Warm & Wonderful Knitwear is a British fashion brand specialising in knitwear. Founded by Joanna Osborne and Sally Muir in 1979, the label is best known for its "black sheep" sweater, famously worn by Diana, Princess of Wales.

Early years 
In the early days of the company's history, Osborne and Muir sold their jumpers from a market stall in London's Covent Garden. Their earliest designs included a jumper knitted to look like a brick wall, which customers could personalize with knitted "graffiti," and a grass-green jumper covered in knitted rows of white sheep — and one proverbial black sheep.

This latter design, which Osborne and Muir subsequently introduced in other colours (including what is now its most famous colour, red) proved to be a favourite among London's Sloane Ranger set, as well as artists, entertainers, and even royalty: David Bowie, Andy Warhol, Shelley Duvall, Penelope Keith, Anthony Andrews, and Princess Diana.
Osborne and Muir are both professional artists (Osborne a sculptor, and Muir a painter), and both have had work featured in the Royal Academy Summer Exhibition. They have also published a series of knitting books for adults and children. They have stated:As artists, we've always identified with black sheep ourselves: because of a recessive gene, black sheep are born with black wool in flocks of otherwise white sheep (in a flock of a hundred, there might only be one black sheep!). We never imagined that our sheep jumpers would bring so many people so much joy, though we always had fun ourselves.

## [Tasks]
1 – Return each line of the listing that contains the string "plastic".
2 – Write the next few sentences of the article on Warm & Wonderful Knitwear, picking up after its final line.
The listing has no connection to the article on Warm & Wonderful Knitwear.

## [Recorded data]
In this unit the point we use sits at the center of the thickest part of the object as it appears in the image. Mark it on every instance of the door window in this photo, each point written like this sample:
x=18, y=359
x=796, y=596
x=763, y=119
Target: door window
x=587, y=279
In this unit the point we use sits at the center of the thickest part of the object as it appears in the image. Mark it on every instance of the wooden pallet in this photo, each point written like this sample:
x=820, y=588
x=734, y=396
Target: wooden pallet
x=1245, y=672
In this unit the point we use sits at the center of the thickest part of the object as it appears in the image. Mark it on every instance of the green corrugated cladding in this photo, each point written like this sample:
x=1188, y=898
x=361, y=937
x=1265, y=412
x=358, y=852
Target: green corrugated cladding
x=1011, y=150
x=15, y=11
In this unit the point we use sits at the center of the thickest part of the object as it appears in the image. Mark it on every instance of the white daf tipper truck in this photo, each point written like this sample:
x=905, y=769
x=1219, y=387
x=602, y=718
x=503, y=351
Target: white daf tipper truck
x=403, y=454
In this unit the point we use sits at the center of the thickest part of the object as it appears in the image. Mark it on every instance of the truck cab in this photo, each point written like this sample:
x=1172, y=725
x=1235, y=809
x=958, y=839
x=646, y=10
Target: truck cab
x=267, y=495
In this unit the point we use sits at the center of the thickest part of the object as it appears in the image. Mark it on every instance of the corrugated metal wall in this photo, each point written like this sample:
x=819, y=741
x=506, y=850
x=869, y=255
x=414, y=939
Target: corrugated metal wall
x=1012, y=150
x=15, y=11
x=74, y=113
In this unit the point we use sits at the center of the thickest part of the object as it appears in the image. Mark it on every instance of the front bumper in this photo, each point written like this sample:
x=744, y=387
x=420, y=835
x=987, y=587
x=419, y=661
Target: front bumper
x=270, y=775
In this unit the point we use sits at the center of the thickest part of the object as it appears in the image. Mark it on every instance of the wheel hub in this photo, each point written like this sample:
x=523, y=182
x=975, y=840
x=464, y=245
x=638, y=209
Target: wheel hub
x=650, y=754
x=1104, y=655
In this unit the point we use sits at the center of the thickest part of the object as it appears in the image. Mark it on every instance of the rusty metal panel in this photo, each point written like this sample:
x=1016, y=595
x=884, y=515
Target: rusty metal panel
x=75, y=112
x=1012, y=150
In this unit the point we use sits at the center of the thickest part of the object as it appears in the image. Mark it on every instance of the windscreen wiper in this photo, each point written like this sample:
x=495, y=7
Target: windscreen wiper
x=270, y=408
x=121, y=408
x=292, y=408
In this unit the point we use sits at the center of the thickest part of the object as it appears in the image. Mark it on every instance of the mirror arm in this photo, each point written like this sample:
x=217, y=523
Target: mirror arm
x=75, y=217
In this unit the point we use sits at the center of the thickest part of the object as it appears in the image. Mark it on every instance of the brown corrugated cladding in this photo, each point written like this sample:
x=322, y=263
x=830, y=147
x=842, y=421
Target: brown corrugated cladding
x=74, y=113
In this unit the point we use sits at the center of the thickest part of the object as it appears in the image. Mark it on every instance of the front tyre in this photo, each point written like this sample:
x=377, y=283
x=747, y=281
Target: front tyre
* * *
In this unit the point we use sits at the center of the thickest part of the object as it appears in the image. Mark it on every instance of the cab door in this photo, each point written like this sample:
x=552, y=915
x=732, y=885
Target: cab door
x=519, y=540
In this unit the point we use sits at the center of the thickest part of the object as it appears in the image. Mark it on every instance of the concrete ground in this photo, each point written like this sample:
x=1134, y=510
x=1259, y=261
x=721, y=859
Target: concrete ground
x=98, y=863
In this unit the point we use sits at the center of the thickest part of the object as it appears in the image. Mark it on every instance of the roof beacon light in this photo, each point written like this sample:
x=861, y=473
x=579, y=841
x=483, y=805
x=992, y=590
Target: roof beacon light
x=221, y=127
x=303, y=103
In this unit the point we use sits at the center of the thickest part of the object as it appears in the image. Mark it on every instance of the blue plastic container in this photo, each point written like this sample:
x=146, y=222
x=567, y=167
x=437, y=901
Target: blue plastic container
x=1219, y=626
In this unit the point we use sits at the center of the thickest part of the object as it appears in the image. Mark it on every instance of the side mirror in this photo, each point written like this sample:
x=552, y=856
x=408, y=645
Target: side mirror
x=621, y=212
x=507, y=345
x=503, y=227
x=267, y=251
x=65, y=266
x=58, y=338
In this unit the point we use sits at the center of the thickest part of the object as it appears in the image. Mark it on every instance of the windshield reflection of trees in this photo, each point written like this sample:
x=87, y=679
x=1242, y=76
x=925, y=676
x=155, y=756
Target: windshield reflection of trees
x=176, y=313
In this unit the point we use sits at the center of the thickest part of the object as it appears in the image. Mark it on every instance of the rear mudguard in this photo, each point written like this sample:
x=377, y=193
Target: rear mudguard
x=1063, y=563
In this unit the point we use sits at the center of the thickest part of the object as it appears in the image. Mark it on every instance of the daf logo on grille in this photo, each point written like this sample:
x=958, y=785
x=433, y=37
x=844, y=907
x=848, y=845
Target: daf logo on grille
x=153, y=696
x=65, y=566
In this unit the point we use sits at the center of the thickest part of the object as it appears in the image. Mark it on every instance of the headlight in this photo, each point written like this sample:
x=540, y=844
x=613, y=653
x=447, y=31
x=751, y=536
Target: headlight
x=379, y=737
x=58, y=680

## [Answer list]
1 –
In this unit the point we use sits at the center of the thickest part of the object as it appears in the image. Mark it on every instance of the blue plastic container in this photo, each point written like this sample:
Target: blue plastic container

2 –
Princess Diana 
It was Princess Diana — at that time Lady Diana Spencer — who brought the design to international fame when she wore a red Warm & Wonderful sheep jumper for the first time in 1981. Photographs of Diana wearing the sweater were circulated widely in the international media, with many in the press speculating that the sweater was a metaphor, signaling to the world that Diana felt like the "black sheep" of the Royal Family. The Princess wore the Warm & Wonderful sheep jumper again in 1983, eliciting even greater media attention.

2020 - present 
Since 2020, designer Jack Carlson has served as the brand's creative director in partnership with Osborne and Muir, re-launching the original sheep sweater design for the first time in over twenty-five years, first as a collaboration with American label Rowing Blazers and then on its own. Since then, Warm & Wonderful has been featured in Vogue, ELLE, The Telegraph, The Times, Tatler, Harper's Bazaar, People, Financial Times, Town and Country, Vanity Fair, and The New Yorker.

Actress Emma Corrin, portraying Princess Diana, wore a Warm & Wonderful sheep sweater on the Netflix series The Crown.

In 2021 and 2022, Warm & Wonderful launched collaborations with luxury British luggage manufacturer Globe-Trotter and with heritage footwear company Sperry Top-Sider, featuring luggage and handbags, and canvas sneakers, respectively, emblazoned with its famous sheep motif.

Products and distribution 
Aside from its famous sheep sweater in a range of colours, Warm & Wonderful has offered other knitwear designs over the years, ranging from other humorous or country-themed graphic jumpers to solid-colour Shetland, cashmere, and cotton knits. The label has also created accessories and other apparel featuring its sheep motif, including its collaborations with Globe-Trotter and Sperry.

Warm & Wonderful knitwear has been sold at Saks, Henri Bendel, Barneys, Bergdorf Goodman, Neiman Marcus, Liberty, Isetan, Mitsukoshi, and many smaller stores over the years; and since 1982, Osborne and Muir have operated shops in Wandsworth, Primrose Hill, and Brighton — most recently opening a pop-up shop in London's Seven Dials district, very near the original market stall in Covent Garden in 2021.

Victoria & Albert Museum 
The Victoria & Albert Museum, Britain's national archive of textiles and fashion, features a Warm & Wonderful sheep jumper in its permanent collection as part of Britain's national cultural heritage.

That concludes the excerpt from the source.